= GIVEN DATA =

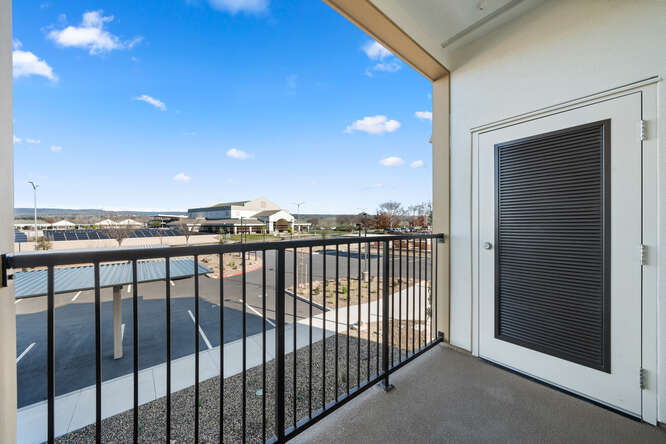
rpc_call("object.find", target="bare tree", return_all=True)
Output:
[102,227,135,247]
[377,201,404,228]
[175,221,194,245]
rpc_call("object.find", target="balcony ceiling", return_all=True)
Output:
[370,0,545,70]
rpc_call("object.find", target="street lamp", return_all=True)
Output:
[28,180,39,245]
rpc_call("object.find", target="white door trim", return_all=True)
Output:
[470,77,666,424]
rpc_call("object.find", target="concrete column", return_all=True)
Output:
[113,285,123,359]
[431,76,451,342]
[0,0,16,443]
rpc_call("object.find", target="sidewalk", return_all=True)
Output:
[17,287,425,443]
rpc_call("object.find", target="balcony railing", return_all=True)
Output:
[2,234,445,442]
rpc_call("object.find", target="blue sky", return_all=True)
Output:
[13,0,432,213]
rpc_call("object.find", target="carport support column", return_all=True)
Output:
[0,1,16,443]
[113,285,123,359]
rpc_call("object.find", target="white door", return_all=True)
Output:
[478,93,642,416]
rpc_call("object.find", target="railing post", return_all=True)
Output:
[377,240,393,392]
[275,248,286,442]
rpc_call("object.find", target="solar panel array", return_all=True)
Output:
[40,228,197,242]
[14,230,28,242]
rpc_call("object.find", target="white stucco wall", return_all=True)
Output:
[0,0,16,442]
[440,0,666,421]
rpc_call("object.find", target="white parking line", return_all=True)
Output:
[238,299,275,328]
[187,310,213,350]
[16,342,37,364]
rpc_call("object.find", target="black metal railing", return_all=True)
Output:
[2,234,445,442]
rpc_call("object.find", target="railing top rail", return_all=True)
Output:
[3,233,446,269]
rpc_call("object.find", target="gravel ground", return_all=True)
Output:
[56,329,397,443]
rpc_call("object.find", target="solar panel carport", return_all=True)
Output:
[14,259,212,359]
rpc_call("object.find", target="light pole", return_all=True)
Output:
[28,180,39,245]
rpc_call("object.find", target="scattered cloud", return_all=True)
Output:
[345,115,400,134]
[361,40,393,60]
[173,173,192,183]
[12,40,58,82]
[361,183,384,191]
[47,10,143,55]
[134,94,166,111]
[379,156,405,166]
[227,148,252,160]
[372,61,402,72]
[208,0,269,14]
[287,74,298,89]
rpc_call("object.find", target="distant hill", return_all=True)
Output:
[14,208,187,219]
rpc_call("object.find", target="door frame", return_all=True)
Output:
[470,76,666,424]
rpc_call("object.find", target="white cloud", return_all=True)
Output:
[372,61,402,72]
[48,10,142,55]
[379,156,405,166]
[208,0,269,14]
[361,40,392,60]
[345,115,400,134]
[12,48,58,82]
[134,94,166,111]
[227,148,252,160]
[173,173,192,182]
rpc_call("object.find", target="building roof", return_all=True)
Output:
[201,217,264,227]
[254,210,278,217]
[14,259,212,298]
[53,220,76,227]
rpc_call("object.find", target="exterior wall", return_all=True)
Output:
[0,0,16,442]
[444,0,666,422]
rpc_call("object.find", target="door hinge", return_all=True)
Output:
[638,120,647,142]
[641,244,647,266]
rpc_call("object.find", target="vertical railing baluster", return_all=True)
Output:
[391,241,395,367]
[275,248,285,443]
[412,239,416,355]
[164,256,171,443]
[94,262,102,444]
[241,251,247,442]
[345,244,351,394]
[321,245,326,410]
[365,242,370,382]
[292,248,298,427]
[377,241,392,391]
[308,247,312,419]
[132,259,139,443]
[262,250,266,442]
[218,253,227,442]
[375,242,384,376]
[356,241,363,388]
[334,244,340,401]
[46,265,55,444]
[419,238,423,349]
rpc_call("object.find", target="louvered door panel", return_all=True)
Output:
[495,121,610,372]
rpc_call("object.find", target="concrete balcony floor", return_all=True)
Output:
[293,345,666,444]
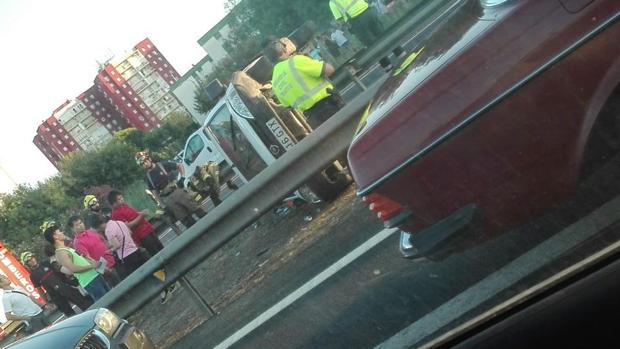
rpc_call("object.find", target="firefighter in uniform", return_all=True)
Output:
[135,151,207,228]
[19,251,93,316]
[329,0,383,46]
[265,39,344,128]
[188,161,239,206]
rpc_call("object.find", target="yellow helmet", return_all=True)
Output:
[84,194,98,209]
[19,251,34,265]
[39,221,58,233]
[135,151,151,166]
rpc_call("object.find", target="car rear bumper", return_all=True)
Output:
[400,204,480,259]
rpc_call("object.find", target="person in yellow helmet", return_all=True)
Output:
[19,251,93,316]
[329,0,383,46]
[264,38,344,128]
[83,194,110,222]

= WHAT TO DO =
Write out the lines again, requests included, from the first line through the one containing "[0,0,16,443]". Multiply every bounding-box coordinate in the answers by 1.25 and round to whole numbers with halves going up, and leave the pictures out.

= OUTPUT BELOW =
rpc_call("object.find", target="bare tree", return_all=True)
Output:
[128,284,169,309]
[471,251,505,285]
[219,276,243,306]
rpc_call("object.find", target="balcony ceiling", return_all=True)
Output:
[463,0,681,88]
rpc_call("object.find", target="street lamp", return_all=True)
Output:
[35,225,49,306]
rpc_call("object.find", target="white door trim", return_all=True)
Output:
[588,96,833,530]
rpc_call("object.find", target="concrete column", return_all=True)
Output:
[141,356,154,449]
[539,95,564,428]
[0,0,20,554]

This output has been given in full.